**What you should do**
Copy out each line of the data below in which the string "headliner" appears.

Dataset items
▬▬▬▬▬▬
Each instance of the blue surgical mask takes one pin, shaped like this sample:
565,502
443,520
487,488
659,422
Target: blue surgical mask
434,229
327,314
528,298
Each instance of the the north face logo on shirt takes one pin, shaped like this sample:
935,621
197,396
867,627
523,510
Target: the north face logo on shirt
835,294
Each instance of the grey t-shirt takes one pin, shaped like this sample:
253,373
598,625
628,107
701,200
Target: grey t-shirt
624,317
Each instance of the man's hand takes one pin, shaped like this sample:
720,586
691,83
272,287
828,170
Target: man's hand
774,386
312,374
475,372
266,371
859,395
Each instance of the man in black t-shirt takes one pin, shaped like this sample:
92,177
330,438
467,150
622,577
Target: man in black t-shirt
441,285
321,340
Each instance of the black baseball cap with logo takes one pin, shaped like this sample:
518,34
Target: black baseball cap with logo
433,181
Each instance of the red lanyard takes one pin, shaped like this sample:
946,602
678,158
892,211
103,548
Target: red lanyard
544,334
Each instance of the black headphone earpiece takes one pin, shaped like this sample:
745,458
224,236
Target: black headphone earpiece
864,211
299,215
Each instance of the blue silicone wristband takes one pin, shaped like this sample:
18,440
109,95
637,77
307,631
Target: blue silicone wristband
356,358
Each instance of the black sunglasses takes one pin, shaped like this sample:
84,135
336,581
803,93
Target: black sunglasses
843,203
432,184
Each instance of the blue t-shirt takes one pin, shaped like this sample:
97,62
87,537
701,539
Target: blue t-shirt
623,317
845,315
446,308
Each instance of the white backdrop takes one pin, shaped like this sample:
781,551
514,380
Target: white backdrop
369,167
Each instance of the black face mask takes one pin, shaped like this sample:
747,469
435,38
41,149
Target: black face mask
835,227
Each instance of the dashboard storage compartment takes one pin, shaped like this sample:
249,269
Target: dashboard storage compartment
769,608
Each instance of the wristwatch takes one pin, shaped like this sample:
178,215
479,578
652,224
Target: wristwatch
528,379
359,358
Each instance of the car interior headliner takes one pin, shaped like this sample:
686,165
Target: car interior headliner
▬▬▬▬▬▬
**Solution**
Each instance of the car interior headliner takes one pin, shaped like this sample:
Target: car interior headliner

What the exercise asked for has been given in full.